Records of labeled points
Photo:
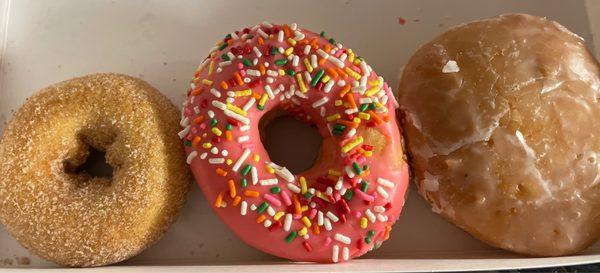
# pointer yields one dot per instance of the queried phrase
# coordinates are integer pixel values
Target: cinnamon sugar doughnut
(501, 119)
(72, 218)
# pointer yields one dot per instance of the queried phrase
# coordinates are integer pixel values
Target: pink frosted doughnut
(346, 203)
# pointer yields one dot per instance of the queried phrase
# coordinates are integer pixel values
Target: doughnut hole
(290, 142)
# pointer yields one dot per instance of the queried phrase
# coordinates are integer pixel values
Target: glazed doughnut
(346, 203)
(500, 118)
(73, 218)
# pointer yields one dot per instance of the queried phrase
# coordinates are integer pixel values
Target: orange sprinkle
(221, 172)
(196, 140)
(332, 73)
(350, 99)
(231, 185)
(237, 200)
(219, 199)
(344, 90)
(199, 119)
(197, 91)
(250, 193)
(238, 78)
(375, 117)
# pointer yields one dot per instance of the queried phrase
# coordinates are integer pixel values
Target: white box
(163, 41)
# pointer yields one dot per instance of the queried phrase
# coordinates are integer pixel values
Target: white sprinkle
(451, 67)
(332, 216)
(345, 253)
(287, 222)
(257, 52)
(268, 182)
(184, 132)
(293, 188)
(386, 183)
(370, 215)
(320, 218)
(320, 102)
(328, 86)
(243, 208)
(249, 103)
(241, 160)
(335, 254)
(243, 138)
(191, 157)
(215, 92)
(254, 175)
(383, 192)
(327, 224)
(218, 160)
(342, 238)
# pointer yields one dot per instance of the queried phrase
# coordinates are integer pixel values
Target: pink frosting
(358, 223)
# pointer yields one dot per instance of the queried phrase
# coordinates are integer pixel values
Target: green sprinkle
(317, 77)
(348, 195)
(291, 236)
(364, 186)
(262, 207)
(280, 62)
(356, 168)
(364, 107)
(275, 190)
(246, 169)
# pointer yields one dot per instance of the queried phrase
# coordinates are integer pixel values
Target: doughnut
(500, 120)
(342, 206)
(72, 218)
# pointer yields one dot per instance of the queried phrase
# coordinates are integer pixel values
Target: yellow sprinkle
(308, 66)
(211, 67)
(278, 215)
(291, 41)
(353, 143)
(288, 51)
(363, 222)
(242, 93)
(364, 116)
(303, 231)
(301, 82)
(263, 99)
(235, 109)
(216, 131)
(303, 185)
(334, 172)
(372, 91)
(307, 222)
(334, 117)
(352, 73)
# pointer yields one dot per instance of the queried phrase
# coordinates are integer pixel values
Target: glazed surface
(69, 217)
(501, 121)
(346, 203)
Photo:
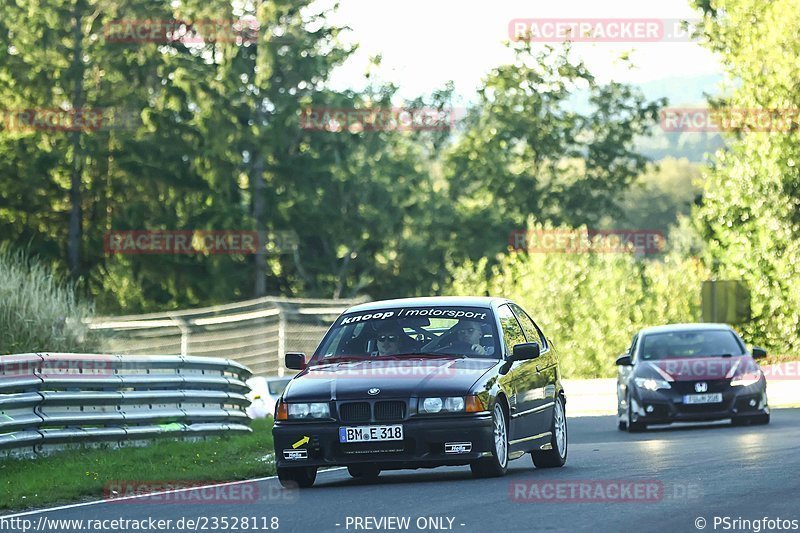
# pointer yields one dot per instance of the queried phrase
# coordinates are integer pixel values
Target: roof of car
(667, 328)
(460, 301)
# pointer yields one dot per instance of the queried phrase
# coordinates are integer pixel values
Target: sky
(425, 43)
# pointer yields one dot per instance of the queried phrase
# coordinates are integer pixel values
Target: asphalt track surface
(683, 474)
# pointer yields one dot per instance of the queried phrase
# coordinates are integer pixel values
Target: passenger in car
(470, 333)
(391, 340)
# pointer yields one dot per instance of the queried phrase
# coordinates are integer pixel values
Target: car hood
(696, 369)
(399, 378)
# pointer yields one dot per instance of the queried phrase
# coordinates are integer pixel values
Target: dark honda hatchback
(423, 382)
(690, 372)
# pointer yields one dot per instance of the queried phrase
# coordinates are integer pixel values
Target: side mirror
(295, 360)
(524, 351)
(624, 360)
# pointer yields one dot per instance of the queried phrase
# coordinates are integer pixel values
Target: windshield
(703, 343)
(412, 332)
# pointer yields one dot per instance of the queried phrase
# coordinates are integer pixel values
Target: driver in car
(470, 333)
(388, 340)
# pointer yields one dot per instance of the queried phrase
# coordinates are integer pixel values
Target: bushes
(38, 312)
(590, 304)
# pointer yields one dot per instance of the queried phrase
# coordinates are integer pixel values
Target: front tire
(497, 464)
(556, 456)
(634, 427)
(297, 477)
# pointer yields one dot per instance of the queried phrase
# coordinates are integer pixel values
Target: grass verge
(78, 475)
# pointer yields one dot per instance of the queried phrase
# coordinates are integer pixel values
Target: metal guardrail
(51, 401)
(256, 333)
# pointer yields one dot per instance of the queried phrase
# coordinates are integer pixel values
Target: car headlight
(652, 384)
(450, 404)
(304, 411)
(748, 378)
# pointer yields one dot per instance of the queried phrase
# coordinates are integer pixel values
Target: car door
(524, 417)
(543, 382)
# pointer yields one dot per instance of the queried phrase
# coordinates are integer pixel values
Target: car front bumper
(423, 444)
(665, 407)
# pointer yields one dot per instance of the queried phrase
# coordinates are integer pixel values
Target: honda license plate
(712, 397)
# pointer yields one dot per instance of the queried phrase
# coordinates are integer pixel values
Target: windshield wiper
(441, 355)
(340, 359)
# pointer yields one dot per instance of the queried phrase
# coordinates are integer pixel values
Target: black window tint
(512, 332)
(532, 333)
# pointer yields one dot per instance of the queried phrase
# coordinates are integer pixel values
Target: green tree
(524, 151)
(751, 200)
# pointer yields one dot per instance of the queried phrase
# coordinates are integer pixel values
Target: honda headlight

* Task description
Quote every line word for word and keep the images out of the copy.

* Task result
Photo:
# pointer yields one dot per instance of the queried phrase
# coordinates are integer pixel values
Target: cinnamon sugar doughnut
(501, 119)
(72, 218)
# pointer yields one dot per instance of the queried phrase
# coordinates are integer pixel values
Target: pink frosted doughnut
(346, 203)
# pointer yields one dot per instance of the queried phrase
# coordinates are integer pixel values
Target: doughnut hole
(290, 142)
# pointer yields one dot per instance of the queried phrase
# coordinates are integer pixel values
Target: glazed doughnut
(346, 203)
(500, 118)
(73, 218)
# pointer yields one dot per instance of the queried phrase
# coordinates are integer pixel values
Target: orange sprinkle
(221, 172)
(196, 140)
(332, 73)
(350, 99)
(231, 185)
(237, 200)
(219, 199)
(344, 90)
(199, 119)
(197, 91)
(250, 193)
(238, 78)
(375, 117)
# pointer yields one dot per instance of the queried phrase
# coordinates are integer pixel values
Target: white box
(163, 41)
# pointer yields one dot per instance of the queried phrase
# coordinates are integer pixel values
Target: white sprinkle
(451, 67)
(332, 216)
(345, 253)
(287, 222)
(257, 52)
(268, 182)
(184, 132)
(293, 188)
(386, 183)
(370, 215)
(320, 218)
(320, 102)
(328, 86)
(243, 208)
(249, 103)
(241, 160)
(335, 254)
(243, 138)
(191, 157)
(215, 92)
(254, 175)
(383, 192)
(327, 224)
(218, 160)
(342, 238)
# pointer yields one dot per instance of the queried phrase
# coordinates are integer pixel values
Target: pink frosting
(358, 223)
# pointer yields one dot per instance of the queried phrase
# coordinates are integer pixel values
Target: green sprinkle
(317, 77)
(348, 195)
(291, 236)
(364, 186)
(262, 207)
(280, 62)
(356, 168)
(364, 107)
(275, 190)
(246, 169)
# pointer yields one dot per instance of the queried phrase
# coordinates are integer pixel values
Target: doughnut
(500, 120)
(342, 206)
(72, 218)
# pointer yields one dot per instance of the queried phrase
# coordinates are integer pixel values
Target: yellow sprinkle
(308, 66)
(211, 67)
(278, 215)
(291, 41)
(353, 143)
(288, 51)
(363, 222)
(242, 93)
(364, 116)
(303, 231)
(301, 82)
(263, 99)
(235, 109)
(216, 131)
(303, 185)
(334, 172)
(372, 91)
(307, 222)
(334, 117)
(352, 73)
# pointer yields one dot per instance of the queried phrase
# coordinates are integer pixel values
Target: glazed surface
(69, 217)
(501, 121)
(346, 203)
Photo:
# pointer yields one dot per instance of the queried phrase
# coordinates are integer pixel values
Target: roof of car
(667, 328)
(460, 301)
# pointer yields one dot per instance of the queried phrase
# coordinates are integer pixel values
Target: sky
(425, 43)
# pointer yields one dot per instance of the queried phrase
# coordinates are integer pixel values
Target: asphalt track surface
(683, 474)
# pointer yields one dot per instance of the queried phrase
# coordinates are integer pixel values
Target: passenger in car
(470, 333)
(391, 340)
# pointer yields one dot per instance of the queried phrase
# coordinates are integer pixel values
Target: car hood
(696, 369)
(399, 378)
# pointer yields one dot per instance of the queried phrase
# coordinates are integer pixel values
Target: dark honda hatchback
(423, 382)
(690, 372)
# pointer yields one dot per instance of the queried phrase
# coordinates are integer pixel values
Target: side mirror
(295, 360)
(524, 351)
(624, 360)
# pointer yields one dot per instance of the queried phrase
# coordinates are integer pixel values
Target: windshield
(703, 343)
(412, 332)
# pointer yields one dot per instance of the queried phrase
# coordinates are integer pixel values
Target: driver in car
(470, 333)
(388, 340)
# pointer yields one dot per instance of the queried phrase
# coordinates are integer pixel values
Target: bushes
(38, 312)
(590, 304)
# pointer yields one dot per instance of the queried phrase
# coordinates are integer pixel values
Target: front tire
(497, 464)
(556, 456)
(634, 427)
(297, 477)
# pointer yields one dot per instance of the queried phrase
# coordinates are integer pixel values
Target: grass verge
(78, 475)
# pointer yields one dot per instance of the queried phrase
# coordinates are integer pixel values
Target: metal guardrail
(51, 401)
(256, 333)
# pointer yields one dot per instance of the queried phrase
# coordinates are integer pixel values
Target: car headlight
(652, 384)
(450, 404)
(304, 411)
(748, 378)
# pointer yields one dot per instance of the queried phrase
# coordinates are integer pixel values
Target: car door
(524, 417)
(543, 382)
# pointer yields one dot per instance of the queried phrase
# coordinates are integer pixel values
Target: car front bumper
(423, 444)
(665, 407)
# pointer yields one dot per instance of the queried phrase
# coordinates are integer pixel values
Target: honda license plate
(712, 397)
# pointer yields one dot per instance of the queried phrase
# coordinates are integer pixel values
Target: windshield wiper
(441, 355)
(340, 359)
# pointer yields one dot per instance of the queried phrase
# coordinates are integer pixel values
Target: black window tint
(512, 332)
(532, 333)
# pointer yields one dot per instance of the queried phrase
# coordinates are integer pixel values
Target: green tree
(524, 151)
(751, 200)
# pointer yields one dot per instance of the queried phrase
# coordinates are integer pixel values
Target: honda headlight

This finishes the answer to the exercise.